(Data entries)
----------------
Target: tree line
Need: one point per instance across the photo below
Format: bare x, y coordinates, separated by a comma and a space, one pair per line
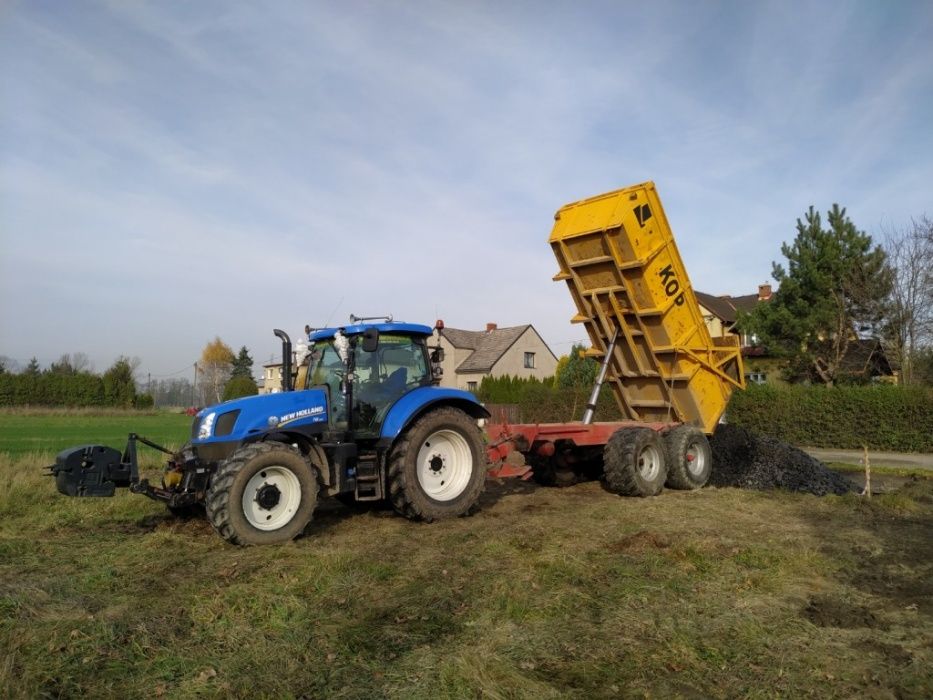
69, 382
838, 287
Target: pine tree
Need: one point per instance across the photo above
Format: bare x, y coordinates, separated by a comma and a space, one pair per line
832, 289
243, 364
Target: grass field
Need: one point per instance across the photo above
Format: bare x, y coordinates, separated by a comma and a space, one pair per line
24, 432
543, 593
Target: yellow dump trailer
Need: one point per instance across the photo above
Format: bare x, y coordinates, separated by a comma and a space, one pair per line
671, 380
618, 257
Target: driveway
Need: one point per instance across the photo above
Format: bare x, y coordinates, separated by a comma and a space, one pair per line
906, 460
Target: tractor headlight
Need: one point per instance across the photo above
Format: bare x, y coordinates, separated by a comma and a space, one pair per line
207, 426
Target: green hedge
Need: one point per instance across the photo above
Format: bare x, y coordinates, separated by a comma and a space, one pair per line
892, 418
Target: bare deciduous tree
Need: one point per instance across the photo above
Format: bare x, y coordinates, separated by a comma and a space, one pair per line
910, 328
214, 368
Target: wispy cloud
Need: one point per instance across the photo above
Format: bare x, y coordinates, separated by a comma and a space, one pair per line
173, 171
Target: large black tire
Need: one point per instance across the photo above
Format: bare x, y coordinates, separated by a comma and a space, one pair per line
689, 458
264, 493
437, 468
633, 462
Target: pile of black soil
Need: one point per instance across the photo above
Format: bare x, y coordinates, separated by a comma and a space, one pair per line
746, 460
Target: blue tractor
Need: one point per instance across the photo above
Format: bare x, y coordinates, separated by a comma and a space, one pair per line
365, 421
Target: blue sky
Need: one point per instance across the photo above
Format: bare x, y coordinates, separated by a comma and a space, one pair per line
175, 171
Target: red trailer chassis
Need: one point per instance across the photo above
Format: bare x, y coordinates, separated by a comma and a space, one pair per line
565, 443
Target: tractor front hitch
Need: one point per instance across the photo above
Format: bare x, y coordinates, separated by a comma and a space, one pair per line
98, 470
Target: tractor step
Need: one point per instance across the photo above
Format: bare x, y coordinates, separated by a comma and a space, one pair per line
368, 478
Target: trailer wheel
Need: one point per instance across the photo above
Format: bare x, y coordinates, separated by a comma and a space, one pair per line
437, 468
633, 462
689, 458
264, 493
----------------
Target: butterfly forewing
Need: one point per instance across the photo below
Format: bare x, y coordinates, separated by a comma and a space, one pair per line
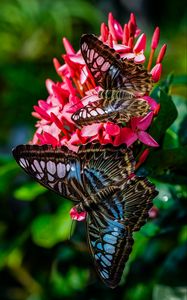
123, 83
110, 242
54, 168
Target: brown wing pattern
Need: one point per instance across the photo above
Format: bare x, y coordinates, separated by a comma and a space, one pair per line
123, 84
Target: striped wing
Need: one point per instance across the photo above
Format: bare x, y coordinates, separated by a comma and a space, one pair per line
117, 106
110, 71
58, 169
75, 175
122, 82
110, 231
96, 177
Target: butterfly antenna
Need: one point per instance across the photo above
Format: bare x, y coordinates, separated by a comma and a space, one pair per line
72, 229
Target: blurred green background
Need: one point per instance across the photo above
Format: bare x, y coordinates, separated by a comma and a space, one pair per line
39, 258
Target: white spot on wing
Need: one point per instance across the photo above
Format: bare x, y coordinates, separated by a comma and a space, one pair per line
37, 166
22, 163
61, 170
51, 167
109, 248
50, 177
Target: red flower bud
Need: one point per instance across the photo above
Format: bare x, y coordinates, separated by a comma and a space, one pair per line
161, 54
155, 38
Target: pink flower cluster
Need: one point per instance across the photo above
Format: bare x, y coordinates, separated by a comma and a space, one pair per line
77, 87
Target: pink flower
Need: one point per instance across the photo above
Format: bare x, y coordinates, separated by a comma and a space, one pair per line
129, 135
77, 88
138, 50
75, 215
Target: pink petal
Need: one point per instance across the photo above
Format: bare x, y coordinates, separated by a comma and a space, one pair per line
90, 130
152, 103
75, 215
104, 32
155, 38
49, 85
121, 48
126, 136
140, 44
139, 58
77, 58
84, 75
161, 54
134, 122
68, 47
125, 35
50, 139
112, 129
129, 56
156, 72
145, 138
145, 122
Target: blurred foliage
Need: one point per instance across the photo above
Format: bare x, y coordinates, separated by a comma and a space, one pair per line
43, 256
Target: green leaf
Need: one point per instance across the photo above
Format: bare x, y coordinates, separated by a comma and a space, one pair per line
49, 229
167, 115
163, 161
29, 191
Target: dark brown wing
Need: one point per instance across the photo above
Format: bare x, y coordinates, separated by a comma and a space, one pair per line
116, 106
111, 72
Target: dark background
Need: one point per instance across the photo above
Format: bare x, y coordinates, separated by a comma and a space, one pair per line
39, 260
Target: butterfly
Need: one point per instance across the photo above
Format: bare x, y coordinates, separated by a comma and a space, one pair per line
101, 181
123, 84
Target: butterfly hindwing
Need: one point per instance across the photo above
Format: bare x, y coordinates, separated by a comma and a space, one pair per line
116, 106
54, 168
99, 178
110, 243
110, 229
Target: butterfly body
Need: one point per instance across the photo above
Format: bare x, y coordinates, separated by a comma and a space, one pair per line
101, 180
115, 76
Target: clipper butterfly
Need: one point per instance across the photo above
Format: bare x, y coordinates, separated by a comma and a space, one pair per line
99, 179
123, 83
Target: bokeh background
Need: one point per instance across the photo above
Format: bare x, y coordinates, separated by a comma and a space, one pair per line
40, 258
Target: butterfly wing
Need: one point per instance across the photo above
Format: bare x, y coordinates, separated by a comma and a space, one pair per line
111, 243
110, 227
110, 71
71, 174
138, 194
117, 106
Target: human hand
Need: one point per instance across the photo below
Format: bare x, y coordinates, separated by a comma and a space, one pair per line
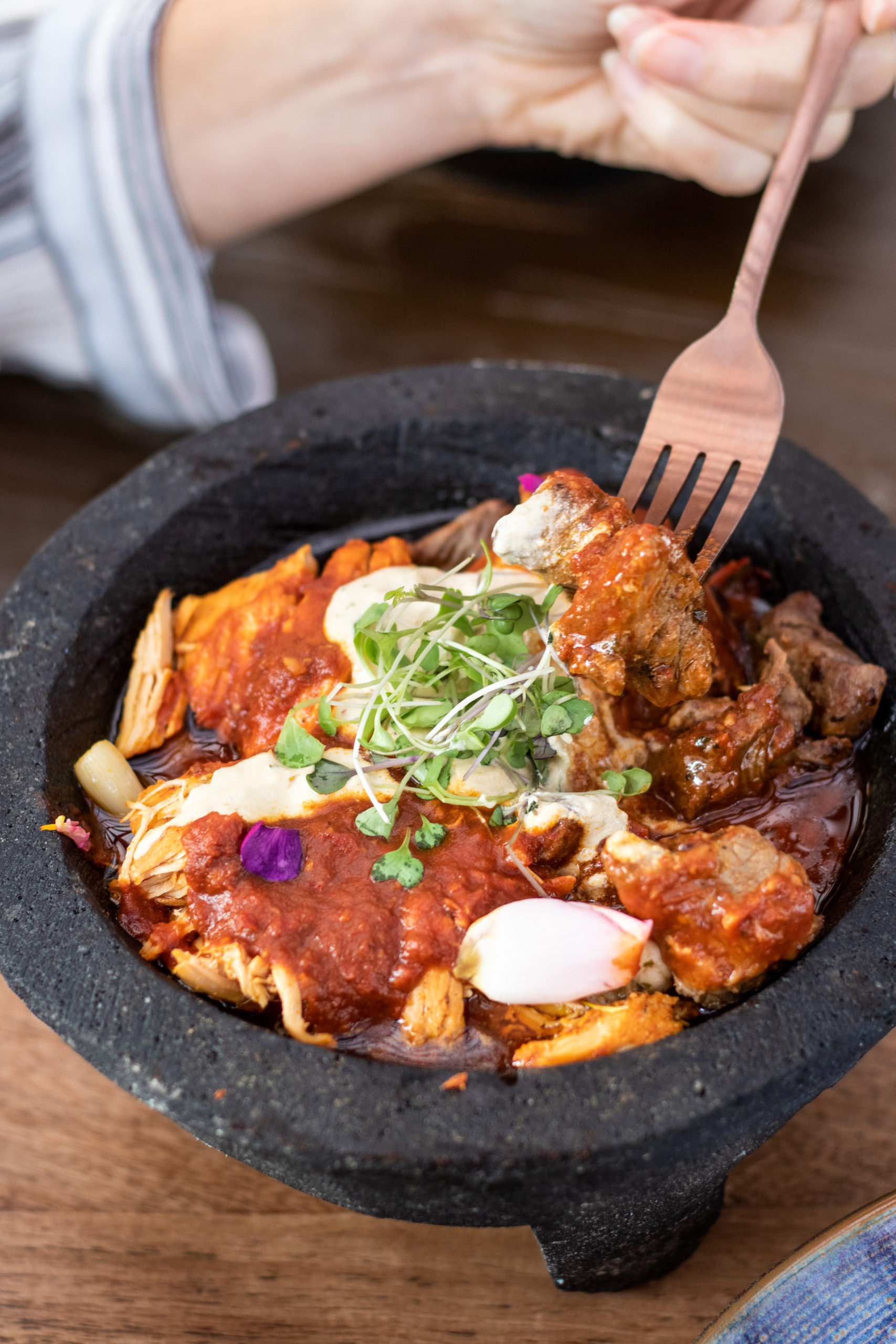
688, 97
----------------
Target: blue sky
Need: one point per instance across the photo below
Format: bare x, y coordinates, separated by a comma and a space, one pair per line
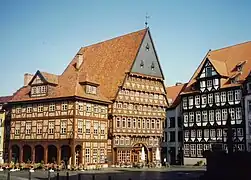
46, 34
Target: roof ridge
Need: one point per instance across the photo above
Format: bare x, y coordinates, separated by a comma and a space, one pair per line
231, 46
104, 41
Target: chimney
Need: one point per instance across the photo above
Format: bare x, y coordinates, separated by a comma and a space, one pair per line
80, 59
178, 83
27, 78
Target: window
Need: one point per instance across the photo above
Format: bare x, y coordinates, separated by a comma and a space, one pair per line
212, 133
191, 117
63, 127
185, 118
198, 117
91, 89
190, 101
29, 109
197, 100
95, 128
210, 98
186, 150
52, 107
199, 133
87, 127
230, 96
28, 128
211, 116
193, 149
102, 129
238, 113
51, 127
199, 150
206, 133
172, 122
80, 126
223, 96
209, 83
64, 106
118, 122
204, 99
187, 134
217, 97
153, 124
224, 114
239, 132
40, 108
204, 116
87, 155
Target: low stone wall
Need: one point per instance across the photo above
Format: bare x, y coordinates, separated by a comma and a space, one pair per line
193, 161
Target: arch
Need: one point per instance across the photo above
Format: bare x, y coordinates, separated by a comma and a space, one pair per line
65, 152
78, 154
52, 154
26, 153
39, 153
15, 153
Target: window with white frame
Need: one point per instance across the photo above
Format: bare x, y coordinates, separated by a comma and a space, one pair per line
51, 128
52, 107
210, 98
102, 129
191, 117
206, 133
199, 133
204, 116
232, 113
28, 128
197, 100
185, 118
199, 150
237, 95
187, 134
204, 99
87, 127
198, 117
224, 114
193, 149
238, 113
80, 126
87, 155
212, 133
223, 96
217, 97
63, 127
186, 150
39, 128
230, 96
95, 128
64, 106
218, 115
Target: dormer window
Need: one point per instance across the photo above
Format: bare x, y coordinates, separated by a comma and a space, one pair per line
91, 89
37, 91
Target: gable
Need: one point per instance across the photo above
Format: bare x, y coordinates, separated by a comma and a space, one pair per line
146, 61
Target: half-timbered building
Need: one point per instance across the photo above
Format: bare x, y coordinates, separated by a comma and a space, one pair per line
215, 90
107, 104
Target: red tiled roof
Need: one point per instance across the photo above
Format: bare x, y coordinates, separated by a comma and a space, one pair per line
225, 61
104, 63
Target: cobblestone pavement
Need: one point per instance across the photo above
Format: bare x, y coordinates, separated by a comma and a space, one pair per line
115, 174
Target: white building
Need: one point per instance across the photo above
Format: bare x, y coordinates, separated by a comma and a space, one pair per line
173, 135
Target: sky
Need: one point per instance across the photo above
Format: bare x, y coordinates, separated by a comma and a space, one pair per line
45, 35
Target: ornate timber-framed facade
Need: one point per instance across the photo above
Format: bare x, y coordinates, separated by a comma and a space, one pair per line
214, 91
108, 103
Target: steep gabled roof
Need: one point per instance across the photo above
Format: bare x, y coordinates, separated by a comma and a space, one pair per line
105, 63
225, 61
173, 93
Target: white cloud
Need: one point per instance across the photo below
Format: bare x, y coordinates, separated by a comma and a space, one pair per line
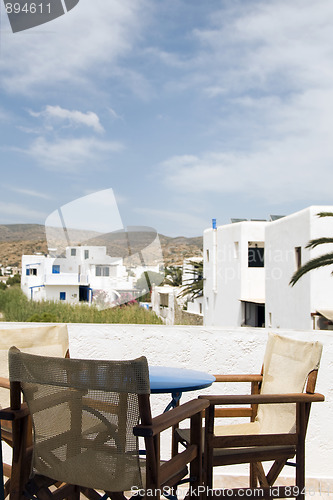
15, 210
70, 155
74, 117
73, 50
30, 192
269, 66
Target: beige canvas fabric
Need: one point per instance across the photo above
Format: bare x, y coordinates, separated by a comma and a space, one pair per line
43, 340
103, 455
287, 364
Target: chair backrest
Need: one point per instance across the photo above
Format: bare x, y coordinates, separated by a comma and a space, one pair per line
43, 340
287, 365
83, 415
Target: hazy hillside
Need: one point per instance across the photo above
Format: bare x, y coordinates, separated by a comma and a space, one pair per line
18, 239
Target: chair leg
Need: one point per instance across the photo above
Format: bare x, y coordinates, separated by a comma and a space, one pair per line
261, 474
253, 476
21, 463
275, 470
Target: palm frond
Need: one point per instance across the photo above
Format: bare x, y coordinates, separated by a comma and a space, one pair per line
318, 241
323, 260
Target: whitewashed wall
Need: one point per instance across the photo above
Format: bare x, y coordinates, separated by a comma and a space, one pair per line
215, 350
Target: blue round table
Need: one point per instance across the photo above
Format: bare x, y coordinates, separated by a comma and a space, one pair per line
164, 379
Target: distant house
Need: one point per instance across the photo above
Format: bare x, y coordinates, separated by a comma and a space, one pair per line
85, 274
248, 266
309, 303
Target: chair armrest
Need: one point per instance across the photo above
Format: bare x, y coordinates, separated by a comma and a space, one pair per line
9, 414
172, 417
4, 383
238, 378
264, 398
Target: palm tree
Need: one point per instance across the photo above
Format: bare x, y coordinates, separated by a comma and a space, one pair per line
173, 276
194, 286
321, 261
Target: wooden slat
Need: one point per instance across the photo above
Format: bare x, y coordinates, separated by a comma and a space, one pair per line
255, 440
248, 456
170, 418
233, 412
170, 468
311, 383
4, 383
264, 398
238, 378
----------------
**Given request:** Select and copy every line in the records that contains the word "tree".

**The reply:**
Target: tree line
Target: pine tree
Target: bare deciduous tree
Target: palm tree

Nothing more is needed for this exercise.